### Assignment A
In the text on hospital flu vaccine mandates, what percentage of VA hospitals required the vaccine for health care workers?
### Assignment B
From the text on hospital flu vaccine mandates, return the passage that begins at the words "Less than half of" and stops after "and Hospital Epidemiology.".
### Assignment C
Write the next part of the text on hospital flu vaccine mandates, starting after its final sentence.

Less than half of non-VA hospitals require flu vaccination in HCWs
In a 2013 survey of hospitals, less than half reported that they require all health care workers who provide patient care to receive annual influenza vaccination, according to findings published in Infection Control and Hospital Epidemiology.
Of the 386 hospitals and 77 Veterans Affairs facilities that responded to the survey, 42.7% of non-VA hospitals mandated the vaccine in HCWs, according to Sanjay Saint, MD, MPH, George Dock Collegiate Professor of Internal Medicine at the University of Michigan Medical School, and colleagues. For VA hospitals, the rate was 1.3%.
According to the research, either the administrations or human resources departments of 22.3% of non-VA facilities did not require vaccination. Other common reasons for not mandating vaccination included policies strongly encouraging vaccines but not requiring them (21.9%), and the use of declination policies, with a signed form and/or mask required (21.4%). Among VA hospitals, 56.6% cited the lack of a federal VA mandate, while 27.6% reported union resistance to mandatory influenza vaccination.
“Recent estimates indicate that settings with mandatory vaccination for [HCW] may yield nearly 98% coverage, followed by approximately 72% coverage in settings where vaccinations are not required but are promoted and only 48% coverage in settings lacking both vaccination requirements and promotion,” the researchers wrote. “Prior studies have shown significant increases in vaccination coverage following the implementation of institutional requirements, with the greatest increases in coverage found among institutions with strict consequences (including termination of employment) for unvaccinated [HCWs].”
The survey was distributed to 697 hospitals, yielding an overall response rate of 69%. The non-VA hospital response rate was 71%, while the VA center response rate was 63%. Of those who responded, 96% of both VA and non-VA hospitals answered the question regarding HCW vaccination.

### The data
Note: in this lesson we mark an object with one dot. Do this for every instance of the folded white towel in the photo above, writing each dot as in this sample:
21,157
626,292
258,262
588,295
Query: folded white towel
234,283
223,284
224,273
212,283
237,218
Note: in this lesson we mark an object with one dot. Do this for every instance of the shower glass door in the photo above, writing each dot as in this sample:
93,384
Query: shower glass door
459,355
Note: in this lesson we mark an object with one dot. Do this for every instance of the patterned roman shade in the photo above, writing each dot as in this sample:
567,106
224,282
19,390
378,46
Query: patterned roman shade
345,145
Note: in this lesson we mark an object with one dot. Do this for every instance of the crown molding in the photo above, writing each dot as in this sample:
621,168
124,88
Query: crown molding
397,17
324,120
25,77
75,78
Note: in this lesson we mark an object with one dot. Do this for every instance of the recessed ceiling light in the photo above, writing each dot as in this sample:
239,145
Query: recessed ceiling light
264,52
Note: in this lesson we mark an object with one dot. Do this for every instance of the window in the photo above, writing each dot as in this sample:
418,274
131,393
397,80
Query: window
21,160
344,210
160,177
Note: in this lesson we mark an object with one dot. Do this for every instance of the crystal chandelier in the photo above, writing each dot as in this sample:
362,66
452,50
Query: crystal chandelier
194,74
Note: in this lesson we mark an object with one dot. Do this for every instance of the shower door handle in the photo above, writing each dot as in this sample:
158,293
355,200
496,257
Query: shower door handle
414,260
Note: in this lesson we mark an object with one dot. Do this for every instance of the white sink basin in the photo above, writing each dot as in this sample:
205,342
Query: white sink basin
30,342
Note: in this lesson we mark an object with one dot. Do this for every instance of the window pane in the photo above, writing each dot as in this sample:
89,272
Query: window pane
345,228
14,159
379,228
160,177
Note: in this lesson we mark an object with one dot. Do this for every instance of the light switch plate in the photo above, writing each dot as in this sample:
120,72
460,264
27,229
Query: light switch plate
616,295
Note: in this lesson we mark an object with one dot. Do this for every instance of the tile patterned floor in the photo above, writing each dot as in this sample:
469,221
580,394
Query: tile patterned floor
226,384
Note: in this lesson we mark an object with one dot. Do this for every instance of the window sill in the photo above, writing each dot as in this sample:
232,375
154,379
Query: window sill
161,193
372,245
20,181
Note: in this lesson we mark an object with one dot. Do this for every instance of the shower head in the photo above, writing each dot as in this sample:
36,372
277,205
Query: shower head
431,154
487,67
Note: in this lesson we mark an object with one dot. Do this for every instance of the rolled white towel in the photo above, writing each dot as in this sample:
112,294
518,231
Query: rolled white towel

### Answer A
1.3%

### Answer B
Less than half of non-VA hospitals require flu vaccination in HCWs
In a 2013 survey of hospitals, less than half reported that they require all health care workers who provide patient care to receive annual influenza vaccination, according to findings published in Infection Control and Hospital Epidemiology.

### Answer C
Sanjay and colleagues acknowledged that the survey’s question did not specify a definition for “required.” In addition, 9.8% of non-VA hospitals that did not mandate vaccination at the time of the survey planned to begin requiring them in the 2013-2014 influenza season. The researchers also were unable to record the influenza vaccination and infection rates at the hospitals that chose to respond.
“Limitations notwithstanding, our findings suggest that opportunities remain for many health care organizations to consider the use of compulsory vaccination policies to increase coverage rates, while appropriately weighing and managing the moral, ethical and legal implications associated with implementing them,” the researchers said. “We acknowledge that mandated vaccinations are not a simple panacea and will continue to be met with challenges and opposition. Nevertheless, mandatory vaccinations and other proven strategies to increase vaccination rates will be key as U.S. hospitals strive to reach the Healthy People 2020 goal of 90% vaccination coverage among [HCW].” – by Jason Laday
Disclosure: The researchers report no relevant financial disclosures.